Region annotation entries
------------------------------------------------
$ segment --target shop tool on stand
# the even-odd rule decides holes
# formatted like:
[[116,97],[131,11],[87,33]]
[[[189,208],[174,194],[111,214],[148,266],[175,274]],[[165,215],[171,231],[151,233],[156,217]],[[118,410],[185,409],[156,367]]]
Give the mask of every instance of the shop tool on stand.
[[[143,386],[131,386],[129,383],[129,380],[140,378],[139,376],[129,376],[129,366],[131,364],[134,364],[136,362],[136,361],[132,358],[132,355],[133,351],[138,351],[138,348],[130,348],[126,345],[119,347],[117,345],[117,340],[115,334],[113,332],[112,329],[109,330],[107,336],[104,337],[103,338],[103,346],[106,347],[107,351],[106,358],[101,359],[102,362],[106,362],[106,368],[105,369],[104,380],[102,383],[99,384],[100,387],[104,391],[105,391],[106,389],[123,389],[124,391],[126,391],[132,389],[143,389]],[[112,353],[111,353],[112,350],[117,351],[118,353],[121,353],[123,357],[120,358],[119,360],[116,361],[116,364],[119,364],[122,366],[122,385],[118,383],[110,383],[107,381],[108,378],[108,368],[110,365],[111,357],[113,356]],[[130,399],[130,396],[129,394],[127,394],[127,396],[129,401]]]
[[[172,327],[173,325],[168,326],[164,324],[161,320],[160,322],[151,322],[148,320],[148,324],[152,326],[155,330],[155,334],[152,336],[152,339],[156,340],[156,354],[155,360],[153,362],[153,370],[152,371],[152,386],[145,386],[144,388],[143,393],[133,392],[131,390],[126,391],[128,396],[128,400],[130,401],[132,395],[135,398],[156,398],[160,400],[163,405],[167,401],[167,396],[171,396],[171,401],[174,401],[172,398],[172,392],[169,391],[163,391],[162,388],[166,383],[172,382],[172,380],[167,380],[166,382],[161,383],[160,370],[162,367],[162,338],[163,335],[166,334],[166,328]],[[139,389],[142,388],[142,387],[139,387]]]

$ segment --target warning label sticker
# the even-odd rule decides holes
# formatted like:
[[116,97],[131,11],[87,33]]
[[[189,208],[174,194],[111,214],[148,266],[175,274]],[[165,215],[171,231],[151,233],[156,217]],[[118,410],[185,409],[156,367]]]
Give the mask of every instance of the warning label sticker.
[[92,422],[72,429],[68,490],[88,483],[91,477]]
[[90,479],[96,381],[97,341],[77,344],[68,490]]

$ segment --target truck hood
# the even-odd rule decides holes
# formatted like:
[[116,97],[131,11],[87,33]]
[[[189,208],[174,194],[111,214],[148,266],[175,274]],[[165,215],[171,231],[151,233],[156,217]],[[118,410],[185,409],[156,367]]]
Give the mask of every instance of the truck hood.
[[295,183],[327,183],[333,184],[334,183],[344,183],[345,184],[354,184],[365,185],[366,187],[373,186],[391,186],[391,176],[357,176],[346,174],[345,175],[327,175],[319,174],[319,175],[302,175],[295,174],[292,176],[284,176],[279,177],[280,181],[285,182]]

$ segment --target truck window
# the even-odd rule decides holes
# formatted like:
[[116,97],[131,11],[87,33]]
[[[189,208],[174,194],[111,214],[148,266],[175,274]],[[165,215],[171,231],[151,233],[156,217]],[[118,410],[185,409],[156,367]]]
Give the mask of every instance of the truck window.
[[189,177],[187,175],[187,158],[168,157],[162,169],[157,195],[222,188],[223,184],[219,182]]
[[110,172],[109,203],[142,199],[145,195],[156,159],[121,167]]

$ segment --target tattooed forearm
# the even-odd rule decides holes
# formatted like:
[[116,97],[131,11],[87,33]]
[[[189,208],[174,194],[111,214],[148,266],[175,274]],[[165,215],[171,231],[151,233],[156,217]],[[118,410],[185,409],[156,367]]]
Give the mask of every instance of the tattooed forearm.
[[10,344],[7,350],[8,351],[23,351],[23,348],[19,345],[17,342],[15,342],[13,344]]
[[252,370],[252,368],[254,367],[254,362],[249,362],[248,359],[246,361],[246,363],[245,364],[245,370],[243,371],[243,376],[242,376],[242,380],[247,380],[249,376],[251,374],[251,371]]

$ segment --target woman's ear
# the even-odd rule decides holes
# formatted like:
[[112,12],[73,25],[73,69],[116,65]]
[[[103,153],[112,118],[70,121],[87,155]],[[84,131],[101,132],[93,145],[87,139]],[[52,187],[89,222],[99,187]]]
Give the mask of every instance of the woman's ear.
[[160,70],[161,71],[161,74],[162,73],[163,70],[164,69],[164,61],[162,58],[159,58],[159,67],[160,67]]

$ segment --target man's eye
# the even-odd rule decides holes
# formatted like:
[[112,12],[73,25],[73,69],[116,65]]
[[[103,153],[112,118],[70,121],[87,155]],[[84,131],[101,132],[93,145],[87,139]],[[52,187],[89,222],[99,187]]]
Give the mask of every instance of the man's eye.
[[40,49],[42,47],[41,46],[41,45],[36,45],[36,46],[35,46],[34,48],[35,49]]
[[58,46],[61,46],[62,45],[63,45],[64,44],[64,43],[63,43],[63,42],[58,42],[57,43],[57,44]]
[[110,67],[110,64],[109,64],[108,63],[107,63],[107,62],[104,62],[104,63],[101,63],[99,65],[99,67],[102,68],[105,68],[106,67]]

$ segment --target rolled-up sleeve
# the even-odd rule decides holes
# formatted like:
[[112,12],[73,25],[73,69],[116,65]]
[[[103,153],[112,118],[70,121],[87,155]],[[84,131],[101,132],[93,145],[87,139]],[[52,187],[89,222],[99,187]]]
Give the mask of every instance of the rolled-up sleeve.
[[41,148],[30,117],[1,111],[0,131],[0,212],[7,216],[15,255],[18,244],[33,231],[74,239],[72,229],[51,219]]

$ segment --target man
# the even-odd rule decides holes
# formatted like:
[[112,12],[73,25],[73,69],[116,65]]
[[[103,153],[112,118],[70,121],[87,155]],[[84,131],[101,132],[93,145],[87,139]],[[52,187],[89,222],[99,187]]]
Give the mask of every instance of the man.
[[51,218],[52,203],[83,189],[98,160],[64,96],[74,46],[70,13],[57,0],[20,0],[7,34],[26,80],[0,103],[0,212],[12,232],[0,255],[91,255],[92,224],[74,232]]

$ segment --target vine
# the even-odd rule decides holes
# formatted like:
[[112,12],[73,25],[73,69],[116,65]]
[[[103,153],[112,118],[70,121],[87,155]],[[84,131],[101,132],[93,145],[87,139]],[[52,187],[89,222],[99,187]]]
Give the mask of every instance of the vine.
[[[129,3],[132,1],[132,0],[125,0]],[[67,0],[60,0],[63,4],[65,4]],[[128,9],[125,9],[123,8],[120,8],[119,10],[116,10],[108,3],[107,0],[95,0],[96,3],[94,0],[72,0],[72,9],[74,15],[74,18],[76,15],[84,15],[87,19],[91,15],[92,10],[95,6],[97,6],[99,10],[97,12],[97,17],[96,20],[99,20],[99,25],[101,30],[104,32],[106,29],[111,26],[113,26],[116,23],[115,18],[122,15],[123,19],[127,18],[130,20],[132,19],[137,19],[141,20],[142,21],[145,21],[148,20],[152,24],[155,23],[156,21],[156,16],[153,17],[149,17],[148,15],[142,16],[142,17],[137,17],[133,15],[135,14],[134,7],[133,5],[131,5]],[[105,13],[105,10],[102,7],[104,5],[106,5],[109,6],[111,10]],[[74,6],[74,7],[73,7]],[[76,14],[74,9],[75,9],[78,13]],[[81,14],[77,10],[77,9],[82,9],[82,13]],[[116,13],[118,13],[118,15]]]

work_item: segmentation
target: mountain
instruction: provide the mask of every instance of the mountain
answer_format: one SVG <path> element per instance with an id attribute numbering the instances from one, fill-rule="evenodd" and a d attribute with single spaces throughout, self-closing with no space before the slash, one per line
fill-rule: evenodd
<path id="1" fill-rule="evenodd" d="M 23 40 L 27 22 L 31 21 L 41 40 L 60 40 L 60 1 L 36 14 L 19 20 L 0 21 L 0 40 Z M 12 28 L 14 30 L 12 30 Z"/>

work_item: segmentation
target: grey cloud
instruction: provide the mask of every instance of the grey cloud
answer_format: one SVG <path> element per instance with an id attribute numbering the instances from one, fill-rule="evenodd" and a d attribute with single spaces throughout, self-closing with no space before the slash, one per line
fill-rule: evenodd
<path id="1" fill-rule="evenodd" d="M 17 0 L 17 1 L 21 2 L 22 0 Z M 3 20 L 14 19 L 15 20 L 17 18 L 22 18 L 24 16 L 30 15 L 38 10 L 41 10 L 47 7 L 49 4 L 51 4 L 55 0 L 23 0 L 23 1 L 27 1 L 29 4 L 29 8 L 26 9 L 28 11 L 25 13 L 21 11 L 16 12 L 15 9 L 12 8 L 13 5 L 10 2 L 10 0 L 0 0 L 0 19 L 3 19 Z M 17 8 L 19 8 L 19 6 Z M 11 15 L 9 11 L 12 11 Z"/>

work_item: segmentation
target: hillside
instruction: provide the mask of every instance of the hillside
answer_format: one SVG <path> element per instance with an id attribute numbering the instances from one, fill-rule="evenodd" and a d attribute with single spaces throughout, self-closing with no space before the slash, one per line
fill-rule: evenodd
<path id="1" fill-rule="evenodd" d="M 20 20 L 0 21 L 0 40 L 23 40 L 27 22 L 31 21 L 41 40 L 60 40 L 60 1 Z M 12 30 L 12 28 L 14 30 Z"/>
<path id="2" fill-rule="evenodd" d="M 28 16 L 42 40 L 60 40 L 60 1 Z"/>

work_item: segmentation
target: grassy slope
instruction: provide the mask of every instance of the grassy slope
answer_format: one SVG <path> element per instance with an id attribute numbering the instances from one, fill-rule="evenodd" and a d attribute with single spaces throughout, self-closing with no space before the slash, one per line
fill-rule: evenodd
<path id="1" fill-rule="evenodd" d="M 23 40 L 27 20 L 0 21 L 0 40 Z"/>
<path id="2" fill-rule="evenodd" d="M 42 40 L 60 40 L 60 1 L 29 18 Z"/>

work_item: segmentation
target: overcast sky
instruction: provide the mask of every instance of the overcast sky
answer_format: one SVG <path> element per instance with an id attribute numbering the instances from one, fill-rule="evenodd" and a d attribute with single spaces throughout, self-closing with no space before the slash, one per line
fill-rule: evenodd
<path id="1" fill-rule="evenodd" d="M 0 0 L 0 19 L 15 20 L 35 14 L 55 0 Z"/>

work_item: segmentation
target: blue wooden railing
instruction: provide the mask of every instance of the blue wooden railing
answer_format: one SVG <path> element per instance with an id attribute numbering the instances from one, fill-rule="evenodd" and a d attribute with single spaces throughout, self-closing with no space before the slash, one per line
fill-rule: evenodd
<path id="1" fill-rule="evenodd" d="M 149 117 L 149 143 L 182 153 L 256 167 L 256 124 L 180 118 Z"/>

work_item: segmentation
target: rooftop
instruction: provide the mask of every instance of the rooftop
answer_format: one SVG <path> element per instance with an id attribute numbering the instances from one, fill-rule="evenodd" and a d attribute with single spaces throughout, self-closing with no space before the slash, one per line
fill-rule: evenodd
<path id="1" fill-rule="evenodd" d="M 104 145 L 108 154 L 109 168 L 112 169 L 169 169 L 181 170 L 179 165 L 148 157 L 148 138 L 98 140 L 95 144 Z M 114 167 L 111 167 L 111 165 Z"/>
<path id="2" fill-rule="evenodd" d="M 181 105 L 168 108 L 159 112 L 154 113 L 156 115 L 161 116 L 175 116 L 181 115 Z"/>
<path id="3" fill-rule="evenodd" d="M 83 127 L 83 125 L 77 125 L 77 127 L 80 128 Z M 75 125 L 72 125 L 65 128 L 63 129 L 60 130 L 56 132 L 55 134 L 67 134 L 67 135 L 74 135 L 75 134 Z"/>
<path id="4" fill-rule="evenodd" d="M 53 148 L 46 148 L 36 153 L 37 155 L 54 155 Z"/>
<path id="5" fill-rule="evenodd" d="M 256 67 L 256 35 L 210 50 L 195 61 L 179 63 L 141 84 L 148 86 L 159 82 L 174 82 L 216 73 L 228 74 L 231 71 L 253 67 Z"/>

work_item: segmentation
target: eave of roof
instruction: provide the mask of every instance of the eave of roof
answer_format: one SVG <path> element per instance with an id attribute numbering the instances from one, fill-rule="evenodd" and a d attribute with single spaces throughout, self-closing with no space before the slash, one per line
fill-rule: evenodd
------------------------------------------------
- [SHORT EXERCISE]
Set down the stretch of the listing from the line that contains "--target truck hood" through the line that contains "Give the mask of every instance of the truck hood.", including both of those lines, and copy it exactly.

- [RESULT BELOW]
$ segment --target truck hood
# the even-odd rule decides holes
# formatted like:
[[116,97],[131,11],[87,33]]
[[[189,208],[174,194],[111,214],[148,266],[175,274]],[[165,215],[171,231],[151,233],[156,217]],[[118,410],[185,409],[156,367]]]
Give the mask of every instance of the truck hood.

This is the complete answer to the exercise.